Records of labeled points:
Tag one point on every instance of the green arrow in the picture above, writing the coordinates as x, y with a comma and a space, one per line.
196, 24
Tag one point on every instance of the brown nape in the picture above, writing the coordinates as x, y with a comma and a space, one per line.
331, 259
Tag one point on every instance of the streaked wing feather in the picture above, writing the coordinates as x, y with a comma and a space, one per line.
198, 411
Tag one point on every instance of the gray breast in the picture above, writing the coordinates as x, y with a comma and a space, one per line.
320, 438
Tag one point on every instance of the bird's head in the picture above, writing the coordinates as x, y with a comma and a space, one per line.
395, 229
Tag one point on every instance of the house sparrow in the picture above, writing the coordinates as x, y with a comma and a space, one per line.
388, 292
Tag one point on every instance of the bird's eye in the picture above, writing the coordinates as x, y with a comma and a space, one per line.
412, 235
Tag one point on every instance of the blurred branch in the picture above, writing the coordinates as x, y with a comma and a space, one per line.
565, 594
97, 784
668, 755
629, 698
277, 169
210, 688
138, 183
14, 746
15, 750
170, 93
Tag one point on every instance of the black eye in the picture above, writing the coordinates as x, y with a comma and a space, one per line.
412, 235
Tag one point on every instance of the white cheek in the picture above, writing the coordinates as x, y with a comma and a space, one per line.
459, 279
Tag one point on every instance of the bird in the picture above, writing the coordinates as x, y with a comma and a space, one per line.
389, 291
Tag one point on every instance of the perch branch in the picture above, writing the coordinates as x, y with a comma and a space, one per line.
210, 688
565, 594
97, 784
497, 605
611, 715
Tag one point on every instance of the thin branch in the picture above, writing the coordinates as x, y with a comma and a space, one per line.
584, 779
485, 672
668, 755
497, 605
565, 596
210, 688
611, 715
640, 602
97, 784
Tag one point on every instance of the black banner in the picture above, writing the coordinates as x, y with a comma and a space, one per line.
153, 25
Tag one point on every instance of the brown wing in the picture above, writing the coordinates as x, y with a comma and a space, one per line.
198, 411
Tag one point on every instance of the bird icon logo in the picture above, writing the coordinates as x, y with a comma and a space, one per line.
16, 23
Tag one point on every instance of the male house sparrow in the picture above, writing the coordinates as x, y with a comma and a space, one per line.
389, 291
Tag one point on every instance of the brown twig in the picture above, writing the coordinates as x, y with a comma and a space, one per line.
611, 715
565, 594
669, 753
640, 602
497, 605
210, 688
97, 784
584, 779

WHAT YOU NEED TO DO: Copy every one of the records above word for word, keeping each line as it stands.

TASK ANSWER:
Tag one point on every instance of the green arrow in the picture above, writing the coordinates as x, y with a comma and a space, one per line.
196, 24
Tag one point on every instance of the brown nape in the picture above, writing the coordinates as x, y with a comma and a space, one per line.
331, 259
Tag one point on every instance of the streaked wing feather in the picture above, writing the coordinates as x, y with a comma and a space, one per line.
198, 411
Tag one point on every instance of the gray breast in the picture above, writing the coordinates as x, y with a comma and a space, one per line.
320, 438
Tag one point on every instance of the bird's head in the picture above, writing the coordinates as x, y with a comma and a space, one per line.
395, 229
Tag one point on every instance of the house sparrow in the picture above, writing the coordinates as x, y with a comma and a space, one per line.
388, 292
Tag one point on every instance of the bird's eye in the picture above, writing the coordinates as x, y with a comma and a space, one per line.
412, 235
Tag one point on every instance of the blurred branch in the picture above, writing the coordinates as x, y with a comma and a space, one per line.
565, 594
97, 784
668, 755
629, 698
277, 169
210, 688
138, 183
14, 746
15, 750
170, 93
Tag one point on every instance of the black eye in the picture above, writing the coordinates as x, y with a comma and a space, one per line.
412, 235
Tag one point on every instance of the white cheek in the picture above, writing the coordinates as x, y with a comma and a space, one per line.
459, 279
Tag one point on every instance of the bird in the picture above, writing the coordinates as x, y with a comma and a space, one per line.
389, 291
Tag one point on every instance of the perch branch in the picture above, writing the coordinates as x, y with a comma and a space, one per line.
210, 688
565, 594
97, 784
497, 605
611, 715
Tag one point on every instance of the thin branch in the picture above, writing the coordinates as x, y with a comma and a space, one per line.
584, 779
485, 672
668, 755
497, 605
565, 596
210, 688
611, 715
640, 602
97, 784
Tag one point on every instance of the black banner in the picture above, writing the coordinates as x, y with a comma and a space, one per line.
153, 25
Tag one point on every instance of the brown wing in the picture above, writing the coordinates as x, y with a comma and a space, one per line.
198, 411
Tag one point on every instance of the bird icon logo in the picture above, writing the coordinates as x, y with a comma and a space, one per line.
16, 23
Tag one point on every instance of the male house sparrow in the picture above, writing the coordinates as x, y with a comma and a space, one per line.
389, 291
Tag one point on every instance of the brown twig in the picture above, writing the coordinates as x, y with a comma and a space, one per line.
611, 715
565, 594
669, 753
640, 602
497, 605
210, 688
97, 784
584, 779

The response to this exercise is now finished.